▸ Extract to read:
※ ※ ※

- Born: 1954 (age 71–72)
- Occupation: Businessman

= Seán Dunne (businessman) =

Irish businessman

Seán Dunne (born 1954) is an Irish businessman and property developer. He is sometimes referred to as "Baron of Ballsbridge" because of his ambitious development project for the Jury's/Berkeley Court hotels site in Ballsbridge. He left Dublin for the United States after the property collapse of 2007 to 2011. He was born in County Carlow, Ireland.

In an interview with the International Herald Tribune in January 2009, Seán Dunne commented "if the banking crisis continues I could be considered insolvent."

==Early career==
In 1990, Dunne was involved with the development of lands at St Helens in Booterstown, Dublin through Berland Homes company, of which he was managing director. St Helens was the former headquarters for the Christian Brothers in Ireland. The main house is now a Radisson hotel. Prices for the homes at the time were priced at between £90,000 for a two-bedroom bungalow and £250,000 for a five bedroom home with conservatory. After higher stamp duty rates were introduced in September 1990, Berland was forced to reduce the price of houses by up to 10% in order to increase sales.

※ ※ ※

▸ Task set:
A - Answer these from the Seán Dunne profile:
(i) In which county was Dunne born?
(ii) Which newspaper interviewed Dunne in January 2009?
(iii) What is the main house at St Helens now?
B - Quote the Seán Dunne profile word for word, starting at "In an interview" up to and including "to increase sales.".

▸ Available data:
※ ※ ※

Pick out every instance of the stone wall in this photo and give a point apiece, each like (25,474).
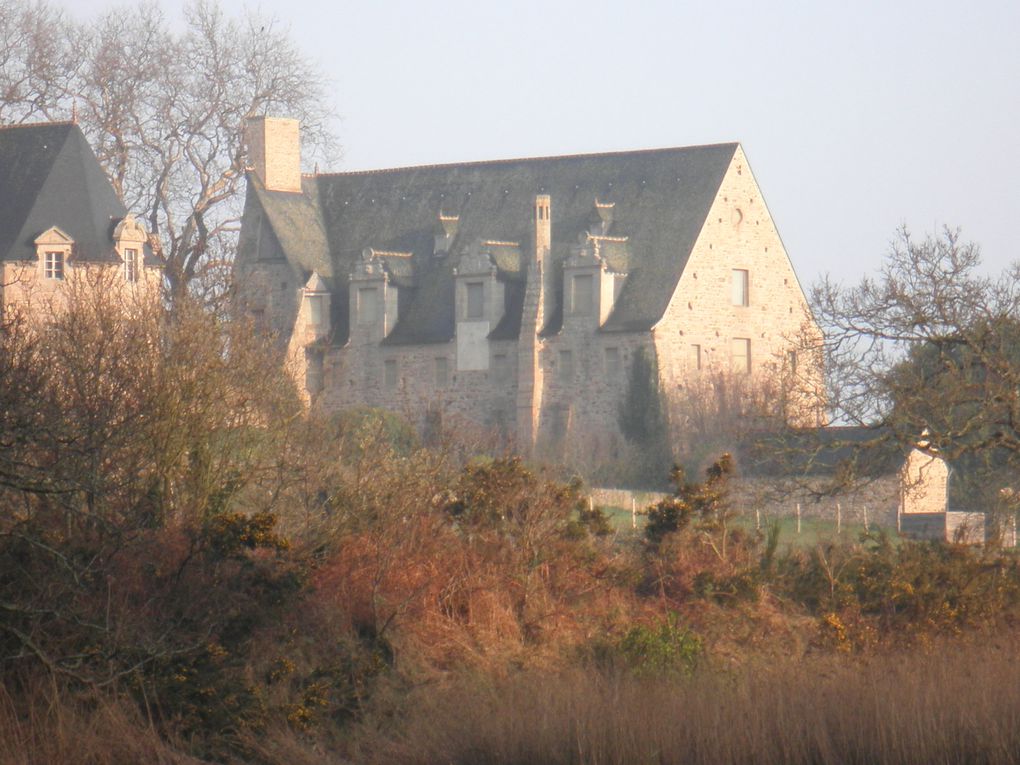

※ ※ ※

▸ Outputs by task:
A -
(i) County Carlow
(ii) The International Herald Tribune
(iii) A Radisson hotel

B -
In an interview with the International Herald Tribune in January 2009, Seán Dunne commented "if the banking crisis continues I could be considered insolvent."

==Early career==
In 1990, Dunne was involved with the development of lands at St Helens in Booterstown, Dublin through Berland Homes company, of which he was managing director. St Helens was the former headquarters for the Christian Brothers in Ireland. The main house is now a Radisson hotel. Prices for the homes at the time were priced at between £90,000 for a two-bedroom bungalow and £250,000 for a five bedroom home with conservatory. After higher stamp duty rates were introduced in September 1990, Berland was forced to reduce the price of houses by up to 10% in order to increase sales.